Wer führte laut dem Textauszug den Vorsitz im entscheidenden Senat des Obersten Gerichtshofes?

**ANGEZEIGTER TEXTAUSZUG:**
________________
OGH 5Ob248/02k

OGH5Ob248/02k31.3.2003

Der Oberste Gerichtshof hat als Revisionsgericht durch die Senatspräsidentin des Obersten Gerichtshofes Dr. Langer als Vorsitzende sowie die Hofräte des Obersten Gerichtshofes Dr. Floßmann und Dr. Baumann und die Hofrätinnen des Obersten Gerichtshofes Dr. Hurch und Dr. Kalivoda als weitere Richter in der Rechtssache der klagenden Partei Wohnungseigentümergemeinschaft *****, vertreten durch den Verwalter Immobilien Renate S***** GmbH, *****, diese vertreten durch Dr. Ekkehard Erlacher, Dr. Renate Erlacher-Philadelphy, Rechtsanwälte in Innsbruck, wider die beklagte Partei Johann G*****, vertreten durch Dr. Klaus Gstrein, Dr. Ulrich Gstrein, Rechtsanwälte in Imst, wegen (restlicher) EUR 4.663,24 s.A., infolge der Revision der beklagten Partei gegen das Urteil des Landesgerichtes Innsbruck als Berufungsgericht vom 19. Juni 2002, GZ 2 R 605/01d-24, womit infolge Berufung der klagenden Partei das Urteil des Bezirksgerichtes Imst vom 8. Oktober 2001, GZ 3 C 96/00v-20, abgeändert wurde, in nichtöffentlicher Sitzung zu Recht erkannt:

 

Spruch:

Der Revision der beklagten Partei wird Folge gegeben. Das angefochtene Urteil wird in seinem klagsstattgebenden Teil dahin abgeändert, dass das Urteil des Erstgerichtes wiederhergestellt wird. Die klagende Partei ist schuldig, der beklagten Partei die mit EUR 707,88 (darin EUR 117,98 USt) bestimmten Kosten des Berufungsverfahrens sowie die mit EUR 930,70 bestimmten Kosten des Revisionsverfahrens (darin EUR 530 Barauslagen und EUR 66,78 USt) binnen 14 Tagen zu ersetzen.
________________
[Daten]

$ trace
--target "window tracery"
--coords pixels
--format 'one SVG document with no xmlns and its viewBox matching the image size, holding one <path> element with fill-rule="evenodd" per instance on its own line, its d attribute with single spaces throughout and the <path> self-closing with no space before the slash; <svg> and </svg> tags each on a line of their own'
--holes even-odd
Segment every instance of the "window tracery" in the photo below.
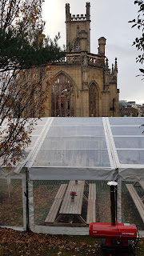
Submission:
<svg viewBox="0 0 144 256">
<path fill-rule="evenodd" d="M 98 92 L 94 82 L 90 86 L 89 106 L 90 116 L 98 116 Z"/>
<path fill-rule="evenodd" d="M 65 74 L 57 77 L 51 90 L 51 116 L 74 117 L 75 94 L 73 82 Z"/>
<path fill-rule="evenodd" d="M 80 51 L 80 41 L 78 38 L 76 39 L 74 43 L 74 51 L 77 51 L 77 52 Z"/>
</svg>

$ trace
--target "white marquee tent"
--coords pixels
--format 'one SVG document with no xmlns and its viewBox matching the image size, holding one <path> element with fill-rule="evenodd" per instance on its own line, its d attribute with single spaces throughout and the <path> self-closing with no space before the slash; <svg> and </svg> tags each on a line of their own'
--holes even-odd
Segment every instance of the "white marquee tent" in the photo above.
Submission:
<svg viewBox="0 0 144 256">
<path fill-rule="evenodd" d="M 114 180 L 120 192 L 122 181 L 144 182 L 143 131 L 144 118 L 43 118 L 13 172 L 28 170 L 29 185 L 38 180 Z M 1 177 L 6 175 L 1 168 Z M 121 221 L 121 193 L 118 199 Z"/>
</svg>

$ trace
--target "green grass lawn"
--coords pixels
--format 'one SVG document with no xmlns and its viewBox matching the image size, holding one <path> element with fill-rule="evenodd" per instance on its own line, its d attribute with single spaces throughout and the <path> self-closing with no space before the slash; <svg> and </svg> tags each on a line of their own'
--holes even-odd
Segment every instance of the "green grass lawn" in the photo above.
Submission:
<svg viewBox="0 0 144 256">
<path fill-rule="evenodd" d="M 0 229 L 0 255 L 103 256 L 106 254 L 100 250 L 100 240 L 89 236 L 52 235 Z M 118 254 L 112 254 L 113 255 L 118 255 Z M 144 255 L 144 238 L 139 240 L 135 255 Z"/>
</svg>

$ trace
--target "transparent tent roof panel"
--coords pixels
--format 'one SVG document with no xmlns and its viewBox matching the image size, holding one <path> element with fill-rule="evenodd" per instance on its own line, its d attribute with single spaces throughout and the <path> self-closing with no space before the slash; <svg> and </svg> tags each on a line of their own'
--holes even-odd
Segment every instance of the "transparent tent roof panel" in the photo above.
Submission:
<svg viewBox="0 0 144 256">
<path fill-rule="evenodd" d="M 110 168 L 102 118 L 54 118 L 34 166 Z"/>
<path fill-rule="evenodd" d="M 142 134 L 144 127 L 138 126 L 111 126 L 112 134 L 114 135 L 138 135 L 144 136 Z"/>
<path fill-rule="evenodd" d="M 144 149 L 144 137 L 114 137 L 117 149 Z"/>
<path fill-rule="evenodd" d="M 54 118 L 51 126 L 103 126 L 102 118 Z"/>
<path fill-rule="evenodd" d="M 106 150 L 40 150 L 33 166 L 110 167 Z"/>
<path fill-rule="evenodd" d="M 44 150 L 66 149 L 106 149 L 105 137 L 48 137 L 45 138 L 42 148 Z"/>
<path fill-rule="evenodd" d="M 144 165 L 144 150 L 117 150 L 122 164 Z"/>
<path fill-rule="evenodd" d="M 144 118 L 109 118 L 110 126 L 142 126 Z"/>
</svg>

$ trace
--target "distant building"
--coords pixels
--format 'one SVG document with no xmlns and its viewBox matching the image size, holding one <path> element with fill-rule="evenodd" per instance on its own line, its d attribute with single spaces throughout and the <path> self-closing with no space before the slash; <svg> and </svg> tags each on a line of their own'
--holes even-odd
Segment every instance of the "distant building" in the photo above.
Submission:
<svg viewBox="0 0 144 256">
<path fill-rule="evenodd" d="M 144 116 L 144 104 L 136 104 L 135 102 L 119 101 L 119 110 L 122 117 Z"/>
<path fill-rule="evenodd" d="M 90 2 L 86 7 L 85 15 L 71 15 L 66 4 L 67 54 L 54 65 L 46 116 L 119 116 L 117 58 L 110 69 L 104 37 L 98 39 L 98 54 L 90 53 Z"/>
</svg>

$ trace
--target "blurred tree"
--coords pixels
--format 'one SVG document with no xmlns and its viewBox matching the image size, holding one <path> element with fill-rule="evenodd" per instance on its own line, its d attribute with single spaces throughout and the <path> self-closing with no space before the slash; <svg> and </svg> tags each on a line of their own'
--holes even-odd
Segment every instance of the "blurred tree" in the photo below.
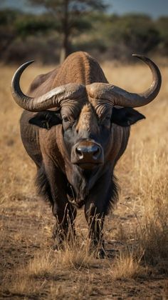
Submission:
<svg viewBox="0 0 168 300">
<path fill-rule="evenodd" d="M 0 59 L 17 36 L 14 24 L 18 15 L 11 9 L 0 11 Z"/>
<path fill-rule="evenodd" d="M 149 16 L 127 14 L 115 21 L 112 18 L 112 24 L 109 36 L 117 59 L 117 53 L 123 59 L 128 59 L 130 52 L 147 54 L 160 41 L 159 33 Z"/>
<path fill-rule="evenodd" d="M 156 26 L 160 34 L 159 51 L 161 55 L 168 55 L 168 17 L 162 16 L 156 21 Z"/>
<path fill-rule="evenodd" d="M 59 24 L 62 34 L 60 61 L 62 62 L 70 52 L 70 37 L 75 29 L 78 32 L 88 28 L 88 22 L 81 16 L 93 10 L 104 11 L 107 8 L 105 0 L 29 0 L 35 5 L 44 6 Z"/>
</svg>

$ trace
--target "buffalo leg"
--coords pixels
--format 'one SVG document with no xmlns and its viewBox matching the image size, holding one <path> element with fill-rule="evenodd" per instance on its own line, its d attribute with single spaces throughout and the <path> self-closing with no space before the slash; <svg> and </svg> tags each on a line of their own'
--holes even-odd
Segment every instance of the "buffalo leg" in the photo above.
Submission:
<svg viewBox="0 0 168 300">
<path fill-rule="evenodd" d="M 68 202 L 66 189 L 67 181 L 60 170 L 51 161 L 45 161 L 43 166 L 46 181 L 48 181 L 47 196 L 52 206 L 53 214 L 56 217 L 56 225 L 53 236 L 58 244 L 66 237 L 75 234 L 74 220 L 75 209 Z"/>
<path fill-rule="evenodd" d="M 103 228 L 105 216 L 107 214 L 112 199 L 117 194 L 117 187 L 108 172 L 103 176 L 92 189 L 85 206 L 85 218 L 89 226 L 89 238 L 92 246 L 98 252 L 99 257 L 103 257 L 104 241 Z"/>
</svg>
________________
**ENDGÜLTIGE ANTWORT:** Senatspräsidentin Dr. Langer